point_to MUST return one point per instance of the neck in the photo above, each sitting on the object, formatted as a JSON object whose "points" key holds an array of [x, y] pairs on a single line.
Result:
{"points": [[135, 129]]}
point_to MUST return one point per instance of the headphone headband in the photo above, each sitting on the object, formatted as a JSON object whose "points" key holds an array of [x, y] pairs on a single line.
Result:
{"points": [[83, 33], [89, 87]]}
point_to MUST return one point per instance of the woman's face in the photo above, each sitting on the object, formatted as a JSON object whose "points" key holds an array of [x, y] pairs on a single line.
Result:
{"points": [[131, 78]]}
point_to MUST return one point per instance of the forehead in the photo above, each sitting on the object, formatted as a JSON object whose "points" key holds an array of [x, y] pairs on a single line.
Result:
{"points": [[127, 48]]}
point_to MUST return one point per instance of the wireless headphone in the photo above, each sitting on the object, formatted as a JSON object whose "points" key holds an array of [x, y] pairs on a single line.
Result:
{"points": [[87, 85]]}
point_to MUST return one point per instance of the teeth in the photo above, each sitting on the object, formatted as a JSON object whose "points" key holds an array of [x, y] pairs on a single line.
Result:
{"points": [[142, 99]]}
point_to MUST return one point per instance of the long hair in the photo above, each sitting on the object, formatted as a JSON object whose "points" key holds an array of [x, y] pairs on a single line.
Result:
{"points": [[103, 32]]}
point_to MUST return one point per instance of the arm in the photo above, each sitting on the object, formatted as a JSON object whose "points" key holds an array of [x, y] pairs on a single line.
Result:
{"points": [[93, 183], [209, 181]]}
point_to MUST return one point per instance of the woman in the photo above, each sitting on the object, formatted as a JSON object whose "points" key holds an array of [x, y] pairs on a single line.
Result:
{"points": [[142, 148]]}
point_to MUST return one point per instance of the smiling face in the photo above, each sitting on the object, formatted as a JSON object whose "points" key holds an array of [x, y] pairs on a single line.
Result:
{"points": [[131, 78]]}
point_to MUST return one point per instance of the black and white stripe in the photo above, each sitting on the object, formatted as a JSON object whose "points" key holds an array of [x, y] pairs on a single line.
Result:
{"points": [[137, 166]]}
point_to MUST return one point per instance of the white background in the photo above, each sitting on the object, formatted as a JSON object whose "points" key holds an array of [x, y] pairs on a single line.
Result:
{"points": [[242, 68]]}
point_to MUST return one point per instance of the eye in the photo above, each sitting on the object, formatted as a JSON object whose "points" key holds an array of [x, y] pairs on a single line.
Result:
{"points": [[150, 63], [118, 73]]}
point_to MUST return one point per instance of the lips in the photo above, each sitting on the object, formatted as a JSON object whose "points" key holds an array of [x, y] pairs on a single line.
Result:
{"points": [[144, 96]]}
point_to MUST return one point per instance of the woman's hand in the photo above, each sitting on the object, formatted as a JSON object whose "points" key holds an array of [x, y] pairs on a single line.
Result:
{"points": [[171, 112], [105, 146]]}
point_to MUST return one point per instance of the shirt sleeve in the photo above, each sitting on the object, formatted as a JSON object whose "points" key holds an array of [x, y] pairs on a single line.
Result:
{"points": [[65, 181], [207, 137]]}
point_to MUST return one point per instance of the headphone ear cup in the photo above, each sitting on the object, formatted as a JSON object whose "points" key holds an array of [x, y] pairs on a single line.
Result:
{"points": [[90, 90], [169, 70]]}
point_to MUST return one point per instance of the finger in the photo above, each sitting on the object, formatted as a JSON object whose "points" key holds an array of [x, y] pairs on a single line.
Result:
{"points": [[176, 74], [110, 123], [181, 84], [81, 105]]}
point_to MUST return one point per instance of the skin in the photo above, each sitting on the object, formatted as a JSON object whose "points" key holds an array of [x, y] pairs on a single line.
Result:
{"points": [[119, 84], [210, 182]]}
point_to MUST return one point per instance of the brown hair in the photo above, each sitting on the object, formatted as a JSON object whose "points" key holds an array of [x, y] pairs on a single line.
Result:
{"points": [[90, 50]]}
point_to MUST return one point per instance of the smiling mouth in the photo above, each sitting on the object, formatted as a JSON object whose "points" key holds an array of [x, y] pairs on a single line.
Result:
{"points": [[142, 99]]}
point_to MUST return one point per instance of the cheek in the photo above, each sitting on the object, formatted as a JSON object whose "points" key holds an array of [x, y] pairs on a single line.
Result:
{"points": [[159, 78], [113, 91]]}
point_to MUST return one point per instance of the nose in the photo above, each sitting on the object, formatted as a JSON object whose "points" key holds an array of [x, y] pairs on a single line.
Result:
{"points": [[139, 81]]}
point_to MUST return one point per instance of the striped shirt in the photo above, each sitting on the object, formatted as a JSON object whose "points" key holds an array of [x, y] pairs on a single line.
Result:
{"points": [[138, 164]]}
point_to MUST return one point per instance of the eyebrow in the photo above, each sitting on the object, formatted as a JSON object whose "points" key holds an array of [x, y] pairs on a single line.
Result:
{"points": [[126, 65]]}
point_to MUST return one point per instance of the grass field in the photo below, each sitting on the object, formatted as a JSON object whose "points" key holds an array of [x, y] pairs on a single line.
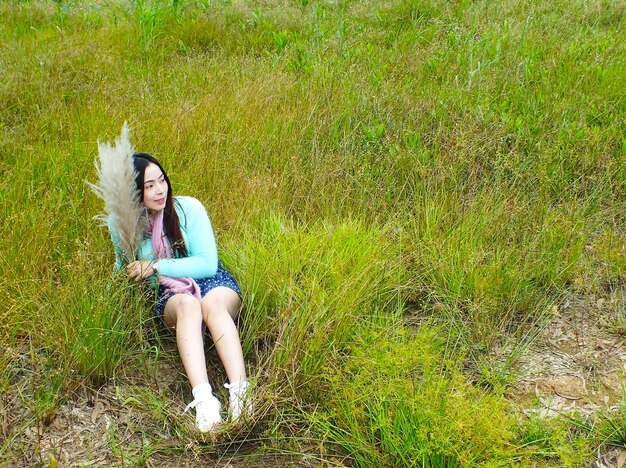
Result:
{"points": [[407, 191]]}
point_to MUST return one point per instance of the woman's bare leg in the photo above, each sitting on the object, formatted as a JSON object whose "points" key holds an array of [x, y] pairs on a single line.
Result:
{"points": [[220, 307], [183, 313]]}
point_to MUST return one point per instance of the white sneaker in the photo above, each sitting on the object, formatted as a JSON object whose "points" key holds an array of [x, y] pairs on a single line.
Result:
{"points": [[207, 407], [240, 401]]}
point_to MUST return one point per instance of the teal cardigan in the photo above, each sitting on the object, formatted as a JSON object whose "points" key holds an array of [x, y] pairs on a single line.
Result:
{"points": [[197, 231]]}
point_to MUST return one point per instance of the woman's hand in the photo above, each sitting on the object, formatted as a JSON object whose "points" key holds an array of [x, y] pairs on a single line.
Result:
{"points": [[140, 269]]}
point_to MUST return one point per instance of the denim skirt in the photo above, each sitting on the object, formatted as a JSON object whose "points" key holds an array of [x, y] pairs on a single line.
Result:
{"points": [[221, 278]]}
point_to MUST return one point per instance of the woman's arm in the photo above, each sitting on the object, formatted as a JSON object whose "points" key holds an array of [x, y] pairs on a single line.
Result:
{"points": [[201, 246]]}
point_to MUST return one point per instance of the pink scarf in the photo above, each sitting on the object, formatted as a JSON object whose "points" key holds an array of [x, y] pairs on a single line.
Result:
{"points": [[161, 249]]}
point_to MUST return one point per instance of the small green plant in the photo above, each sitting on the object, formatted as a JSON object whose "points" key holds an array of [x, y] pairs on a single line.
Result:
{"points": [[280, 39], [611, 428]]}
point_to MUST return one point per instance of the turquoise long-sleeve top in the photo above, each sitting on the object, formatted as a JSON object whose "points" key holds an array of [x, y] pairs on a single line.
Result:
{"points": [[197, 231]]}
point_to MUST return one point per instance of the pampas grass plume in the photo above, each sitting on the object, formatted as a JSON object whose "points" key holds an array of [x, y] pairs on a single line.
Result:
{"points": [[123, 210]]}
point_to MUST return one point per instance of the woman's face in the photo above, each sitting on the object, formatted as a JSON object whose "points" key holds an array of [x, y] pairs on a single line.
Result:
{"points": [[154, 188]]}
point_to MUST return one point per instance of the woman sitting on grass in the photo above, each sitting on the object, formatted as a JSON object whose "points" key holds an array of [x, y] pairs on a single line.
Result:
{"points": [[193, 288]]}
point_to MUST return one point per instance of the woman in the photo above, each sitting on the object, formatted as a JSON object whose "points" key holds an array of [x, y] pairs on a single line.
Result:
{"points": [[194, 290]]}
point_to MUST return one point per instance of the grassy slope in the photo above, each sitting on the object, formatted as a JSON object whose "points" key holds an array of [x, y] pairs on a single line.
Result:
{"points": [[362, 162]]}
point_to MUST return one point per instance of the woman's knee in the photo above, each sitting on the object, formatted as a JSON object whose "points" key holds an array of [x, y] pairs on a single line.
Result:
{"points": [[188, 307]]}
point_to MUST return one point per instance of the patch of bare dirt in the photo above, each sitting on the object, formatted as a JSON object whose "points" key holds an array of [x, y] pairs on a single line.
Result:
{"points": [[575, 365]]}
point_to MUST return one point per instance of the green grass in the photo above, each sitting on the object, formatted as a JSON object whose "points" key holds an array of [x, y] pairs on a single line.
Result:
{"points": [[366, 165]]}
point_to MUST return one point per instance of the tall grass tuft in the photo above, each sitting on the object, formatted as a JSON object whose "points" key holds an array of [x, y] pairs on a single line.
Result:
{"points": [[309, 288]]}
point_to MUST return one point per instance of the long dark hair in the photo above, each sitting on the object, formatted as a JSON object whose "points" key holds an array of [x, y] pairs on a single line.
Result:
{"points": [[171, 224]]}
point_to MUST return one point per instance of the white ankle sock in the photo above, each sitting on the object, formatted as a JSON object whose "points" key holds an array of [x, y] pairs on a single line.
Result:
{"points": [[207, 407]]}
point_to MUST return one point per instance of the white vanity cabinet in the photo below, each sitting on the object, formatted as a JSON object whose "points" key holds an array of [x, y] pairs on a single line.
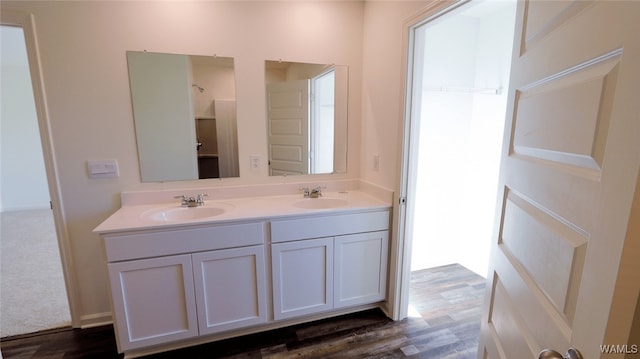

+---+

Exercise description: Return each line of the records above that contains the string "below", copied unchanged. Case counts when matching.

The solution:
point_to MUST return one point per instance of the grass field in the photo below, each sitting on the object, formatted as a JSON object whose "points" key holds an array of [x, y] pairs on a single line.
point_to MUST return one point per instance of the white vanity cabinet in the photo below, each sitting on the object, formatted as a JSON object whose "points" key holds an array of [x, y] pairs on a single line.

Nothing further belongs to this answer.